> **Task to carry out**
Continue the article about Sara Thompson's Rookie of the Year award from the point where it stops.

> **Text**
Baylor alumna wins rookie of the year at 3M

Sara Thompson (Courtesy Photo)
Sara Thompson (Courtesy Photo)
Sara Thompson (Courtesy Photo)

By Dan Henson
Reporter

Sara Thompson, a 2011 Baylor alumna, knocked her first year with 3M clear out of the ballpark to win the Rookie of the Year title.

Thompson received this title at 3M’s National Sales Meeting in St. Paul, Minn., for her work as a territory manager. Thompson received the award March 27.

As a company, 3M provides hundreds of millions of people with innovations and inventions that have improved their day-to-day lives.

Thompson tried her hand at a range of majors during her time at Baylor. She began her collegiate career set on majoring in pre-med, but she soon added a second major in business.
She then changed her major to business with a concentration in health care, before ultimately deciding to major in professional selling.

“I just happened upon professional selling,” Thompson said. While on a tour of Baylor’s campus with her parents and brother, who was then a prospective student, she was introduced to the professional selling program.

Thompson’s parents told her that professional selling might be something that she would be good at, given the program’s hands-on curriculum.

The small and specialized classes, as well as how marketable her skill set would be in terms of getting a job, really appealed to her.

“I had the pleasure of having Sara in class as a student,” Dr. Andrea Dixon, associate professor and director of the Keller Center and Center for Professional Selling, said.

Dixon praised Thompson’s work ethic, saying that she is an absolutely rock-solid person and very much a team player.

The summer before her junior year, Thompson traveled all around the world doing volunteer work.

Thompson said that while she was volunteering, she came to the realization that she could make a bigger impact in the business world than she could in the clinical world.

The following summer, Thompson was given the opportunity to get her foot in the door of a company that serves and assists the clinical world in many ways. Thompson landed a job as an intern for 3M in Detroit, Mich.

> **Data extracts**
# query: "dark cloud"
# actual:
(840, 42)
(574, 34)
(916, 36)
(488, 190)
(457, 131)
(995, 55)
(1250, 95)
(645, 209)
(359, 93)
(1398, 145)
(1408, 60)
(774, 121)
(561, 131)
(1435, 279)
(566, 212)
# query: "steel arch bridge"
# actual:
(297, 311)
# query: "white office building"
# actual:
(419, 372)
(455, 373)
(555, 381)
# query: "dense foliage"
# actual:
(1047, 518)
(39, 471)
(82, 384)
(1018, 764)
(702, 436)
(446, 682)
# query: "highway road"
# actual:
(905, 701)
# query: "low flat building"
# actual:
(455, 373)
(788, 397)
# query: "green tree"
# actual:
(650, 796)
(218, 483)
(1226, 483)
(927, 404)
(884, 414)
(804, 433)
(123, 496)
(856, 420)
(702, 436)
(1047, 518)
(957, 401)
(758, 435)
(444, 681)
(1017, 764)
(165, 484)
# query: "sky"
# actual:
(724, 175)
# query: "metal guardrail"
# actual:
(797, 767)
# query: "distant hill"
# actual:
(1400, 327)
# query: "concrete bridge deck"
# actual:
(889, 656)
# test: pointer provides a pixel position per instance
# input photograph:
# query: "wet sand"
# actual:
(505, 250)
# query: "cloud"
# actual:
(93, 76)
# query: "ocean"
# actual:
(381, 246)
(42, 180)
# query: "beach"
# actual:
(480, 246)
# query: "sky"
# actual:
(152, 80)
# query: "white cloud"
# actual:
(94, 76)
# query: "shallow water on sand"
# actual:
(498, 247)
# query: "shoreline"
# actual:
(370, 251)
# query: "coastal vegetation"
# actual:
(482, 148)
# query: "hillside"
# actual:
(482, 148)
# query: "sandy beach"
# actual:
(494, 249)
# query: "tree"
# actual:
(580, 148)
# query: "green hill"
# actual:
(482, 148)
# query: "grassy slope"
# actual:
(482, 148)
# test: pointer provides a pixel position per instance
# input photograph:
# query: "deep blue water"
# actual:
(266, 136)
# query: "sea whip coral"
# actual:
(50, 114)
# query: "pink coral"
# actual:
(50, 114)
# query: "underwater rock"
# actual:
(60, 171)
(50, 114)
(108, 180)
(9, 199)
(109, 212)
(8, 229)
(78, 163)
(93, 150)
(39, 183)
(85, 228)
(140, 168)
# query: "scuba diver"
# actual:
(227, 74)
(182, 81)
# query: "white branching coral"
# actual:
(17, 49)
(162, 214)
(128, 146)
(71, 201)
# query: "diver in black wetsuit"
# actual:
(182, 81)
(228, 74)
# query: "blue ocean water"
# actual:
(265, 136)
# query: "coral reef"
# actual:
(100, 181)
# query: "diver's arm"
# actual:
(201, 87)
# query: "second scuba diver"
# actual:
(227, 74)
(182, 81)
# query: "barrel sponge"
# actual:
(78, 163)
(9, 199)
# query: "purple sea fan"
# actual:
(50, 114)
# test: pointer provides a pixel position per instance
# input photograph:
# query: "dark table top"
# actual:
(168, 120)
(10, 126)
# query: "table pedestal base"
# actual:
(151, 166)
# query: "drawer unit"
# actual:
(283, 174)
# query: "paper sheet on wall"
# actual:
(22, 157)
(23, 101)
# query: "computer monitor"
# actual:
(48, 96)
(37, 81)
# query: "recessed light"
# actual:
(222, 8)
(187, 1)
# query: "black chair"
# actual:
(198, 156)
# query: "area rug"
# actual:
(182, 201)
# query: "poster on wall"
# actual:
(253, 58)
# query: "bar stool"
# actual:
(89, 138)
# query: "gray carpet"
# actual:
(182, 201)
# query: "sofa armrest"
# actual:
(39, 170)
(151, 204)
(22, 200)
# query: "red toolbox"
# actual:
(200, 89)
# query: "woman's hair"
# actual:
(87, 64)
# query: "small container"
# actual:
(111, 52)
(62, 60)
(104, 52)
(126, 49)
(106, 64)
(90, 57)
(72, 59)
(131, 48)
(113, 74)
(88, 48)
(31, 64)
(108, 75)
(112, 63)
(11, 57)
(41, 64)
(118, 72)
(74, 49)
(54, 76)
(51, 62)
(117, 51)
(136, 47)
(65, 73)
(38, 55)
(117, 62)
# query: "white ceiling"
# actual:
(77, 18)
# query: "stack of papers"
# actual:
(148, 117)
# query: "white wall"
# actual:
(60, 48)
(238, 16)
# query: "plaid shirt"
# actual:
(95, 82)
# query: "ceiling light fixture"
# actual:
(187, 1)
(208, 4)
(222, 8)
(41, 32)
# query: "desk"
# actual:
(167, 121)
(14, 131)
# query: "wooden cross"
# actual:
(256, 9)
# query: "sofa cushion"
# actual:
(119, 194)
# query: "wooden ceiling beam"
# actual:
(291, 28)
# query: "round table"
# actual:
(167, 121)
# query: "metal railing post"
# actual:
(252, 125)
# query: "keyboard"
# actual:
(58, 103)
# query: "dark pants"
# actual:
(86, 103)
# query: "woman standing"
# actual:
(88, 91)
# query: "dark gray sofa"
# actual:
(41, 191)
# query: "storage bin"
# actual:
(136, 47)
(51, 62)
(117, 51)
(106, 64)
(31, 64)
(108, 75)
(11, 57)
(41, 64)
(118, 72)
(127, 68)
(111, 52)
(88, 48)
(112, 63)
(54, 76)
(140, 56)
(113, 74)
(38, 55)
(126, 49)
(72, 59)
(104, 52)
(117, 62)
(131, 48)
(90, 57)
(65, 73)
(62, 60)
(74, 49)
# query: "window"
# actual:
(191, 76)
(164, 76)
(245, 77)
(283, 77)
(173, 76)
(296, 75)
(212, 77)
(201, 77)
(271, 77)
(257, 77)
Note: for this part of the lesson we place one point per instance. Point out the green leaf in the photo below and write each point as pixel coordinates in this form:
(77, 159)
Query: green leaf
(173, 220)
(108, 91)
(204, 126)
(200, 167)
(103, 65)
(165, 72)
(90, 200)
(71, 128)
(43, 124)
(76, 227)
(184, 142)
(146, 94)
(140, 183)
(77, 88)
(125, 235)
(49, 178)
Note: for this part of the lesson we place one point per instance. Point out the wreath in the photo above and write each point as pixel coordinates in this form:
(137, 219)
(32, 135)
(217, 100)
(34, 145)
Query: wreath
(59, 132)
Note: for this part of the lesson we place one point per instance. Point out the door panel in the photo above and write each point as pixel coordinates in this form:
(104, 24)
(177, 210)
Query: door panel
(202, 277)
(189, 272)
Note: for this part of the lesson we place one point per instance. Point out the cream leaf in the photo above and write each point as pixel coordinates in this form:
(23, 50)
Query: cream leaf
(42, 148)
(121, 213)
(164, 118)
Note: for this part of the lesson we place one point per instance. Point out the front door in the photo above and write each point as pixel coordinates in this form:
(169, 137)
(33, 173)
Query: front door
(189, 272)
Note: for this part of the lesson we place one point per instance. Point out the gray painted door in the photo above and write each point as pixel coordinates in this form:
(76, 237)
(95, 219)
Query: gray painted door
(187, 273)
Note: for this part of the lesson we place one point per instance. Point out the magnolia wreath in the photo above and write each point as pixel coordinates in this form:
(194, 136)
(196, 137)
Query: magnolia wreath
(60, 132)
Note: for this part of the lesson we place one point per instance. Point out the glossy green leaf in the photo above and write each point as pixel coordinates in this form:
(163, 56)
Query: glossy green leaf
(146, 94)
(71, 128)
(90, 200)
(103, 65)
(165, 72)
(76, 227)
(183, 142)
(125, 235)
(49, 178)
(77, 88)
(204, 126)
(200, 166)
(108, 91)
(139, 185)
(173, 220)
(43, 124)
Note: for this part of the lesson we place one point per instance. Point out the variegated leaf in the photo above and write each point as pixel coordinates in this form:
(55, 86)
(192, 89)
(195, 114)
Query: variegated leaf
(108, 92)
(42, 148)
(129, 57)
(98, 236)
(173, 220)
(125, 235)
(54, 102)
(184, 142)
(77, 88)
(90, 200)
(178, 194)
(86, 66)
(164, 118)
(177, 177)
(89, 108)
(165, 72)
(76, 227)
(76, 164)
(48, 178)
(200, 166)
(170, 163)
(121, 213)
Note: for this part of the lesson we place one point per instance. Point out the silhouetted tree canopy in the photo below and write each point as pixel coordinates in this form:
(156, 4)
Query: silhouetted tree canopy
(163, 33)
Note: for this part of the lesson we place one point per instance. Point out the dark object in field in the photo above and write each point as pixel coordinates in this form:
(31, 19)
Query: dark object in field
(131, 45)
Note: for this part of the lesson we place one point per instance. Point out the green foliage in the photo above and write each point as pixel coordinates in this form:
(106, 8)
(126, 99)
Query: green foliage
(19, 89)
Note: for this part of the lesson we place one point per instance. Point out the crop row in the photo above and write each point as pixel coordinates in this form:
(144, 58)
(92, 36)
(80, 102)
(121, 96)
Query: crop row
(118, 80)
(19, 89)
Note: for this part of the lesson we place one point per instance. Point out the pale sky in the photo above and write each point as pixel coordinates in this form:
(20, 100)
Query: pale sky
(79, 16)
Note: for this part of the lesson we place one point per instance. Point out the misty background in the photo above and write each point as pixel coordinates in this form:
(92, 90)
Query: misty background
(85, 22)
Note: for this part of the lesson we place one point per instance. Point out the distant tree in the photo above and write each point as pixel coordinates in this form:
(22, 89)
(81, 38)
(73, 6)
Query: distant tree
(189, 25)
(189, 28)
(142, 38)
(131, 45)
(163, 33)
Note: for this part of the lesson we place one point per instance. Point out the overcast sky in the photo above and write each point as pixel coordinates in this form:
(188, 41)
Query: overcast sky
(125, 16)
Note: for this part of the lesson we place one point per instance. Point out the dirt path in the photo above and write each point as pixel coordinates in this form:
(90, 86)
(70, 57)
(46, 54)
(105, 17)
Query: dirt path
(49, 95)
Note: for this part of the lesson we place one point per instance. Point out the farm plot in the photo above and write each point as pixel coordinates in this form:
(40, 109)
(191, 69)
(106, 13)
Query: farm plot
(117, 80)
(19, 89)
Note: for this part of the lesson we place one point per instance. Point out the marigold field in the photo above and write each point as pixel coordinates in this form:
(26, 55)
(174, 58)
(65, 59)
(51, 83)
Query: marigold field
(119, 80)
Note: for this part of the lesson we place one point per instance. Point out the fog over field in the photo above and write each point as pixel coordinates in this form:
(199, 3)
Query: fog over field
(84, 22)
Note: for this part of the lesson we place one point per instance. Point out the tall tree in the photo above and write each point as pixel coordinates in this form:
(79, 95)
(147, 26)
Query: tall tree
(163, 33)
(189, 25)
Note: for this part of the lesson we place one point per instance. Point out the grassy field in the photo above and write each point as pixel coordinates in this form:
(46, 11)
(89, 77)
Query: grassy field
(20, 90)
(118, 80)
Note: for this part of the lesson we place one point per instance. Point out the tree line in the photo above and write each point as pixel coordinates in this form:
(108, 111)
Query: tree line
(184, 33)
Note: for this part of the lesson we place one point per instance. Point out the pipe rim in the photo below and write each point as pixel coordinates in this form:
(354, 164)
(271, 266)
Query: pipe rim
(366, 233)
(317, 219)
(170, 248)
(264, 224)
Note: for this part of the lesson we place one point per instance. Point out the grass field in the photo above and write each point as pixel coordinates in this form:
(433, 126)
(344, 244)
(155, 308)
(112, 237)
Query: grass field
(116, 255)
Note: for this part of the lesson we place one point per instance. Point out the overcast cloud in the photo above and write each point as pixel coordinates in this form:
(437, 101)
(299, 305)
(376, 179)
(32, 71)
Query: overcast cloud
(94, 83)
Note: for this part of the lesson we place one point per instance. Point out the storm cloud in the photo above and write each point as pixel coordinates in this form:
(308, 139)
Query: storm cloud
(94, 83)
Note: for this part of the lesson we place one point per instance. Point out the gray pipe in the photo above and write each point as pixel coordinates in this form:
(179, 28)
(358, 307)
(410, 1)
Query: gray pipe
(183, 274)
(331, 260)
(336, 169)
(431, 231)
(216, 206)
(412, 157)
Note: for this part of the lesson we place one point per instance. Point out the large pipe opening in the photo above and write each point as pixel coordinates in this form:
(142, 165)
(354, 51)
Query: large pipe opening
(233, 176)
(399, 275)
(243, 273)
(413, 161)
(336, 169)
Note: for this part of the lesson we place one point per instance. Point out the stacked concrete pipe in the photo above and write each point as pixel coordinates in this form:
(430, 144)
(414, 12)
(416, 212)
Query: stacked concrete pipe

> **Answer box**
During her internship, Thompson not only got to get a first hand look at the business world, through which she hoped to make an impact on the world’s medical needs, but she also gained the attention of leadership at 3M through her hard work and dedication to her job.

Thompson was offered a full-time position, which came as a shock to her. “I kind of freaked out,” Thompson said.

Thompson said that her desire was to work for 3M in the long-term, but she had just three days to decide whether she wanted to take the job and begin her professional career earlier than she had anticipated or turn the offer down to finish school.

“The biggest difficulty with a sales job was they did not know what territories would be open,” Thompson said.

She would have had no idea where she would have been placed if she accepted the position.

Thompson ultimately decided that she wanted to graduate from Baylor before entering the business world, which she did in 2011.

After graduating, Thompson accepted a position with 3M as a territory manager.

She currently works in the infection prevention division, which merged with another division in January, resulting in a larger territory for her to manage.

Working through this merger while still producing results provided upper-management with a case for Thompson to receive the rookie of the year title.

“Although I’m technically in sales, I really view myself as more of a consultant,” Thompson said.

She works with people in the clinical world in terms of talking to them to figure out what they need, as far as medical supplies and services, including education.

Thompson spent her first year at 3M jostling to be the best among her fellow 2012 rookies.

“I was really pleasantly surprised,” Thompson said.

She praised her experience in Baylor’s Professional Selling program for giving her the skills that she needed to be successful in her professional career.

“I felt really fortunate to have the skill base and the knowledge coming into the business,” Thompson said.

Thompson receiving this title is important to Baylor as well.

“It is a reminder for us to keep our focus on helping these students to be strong value creators,” Dixon said.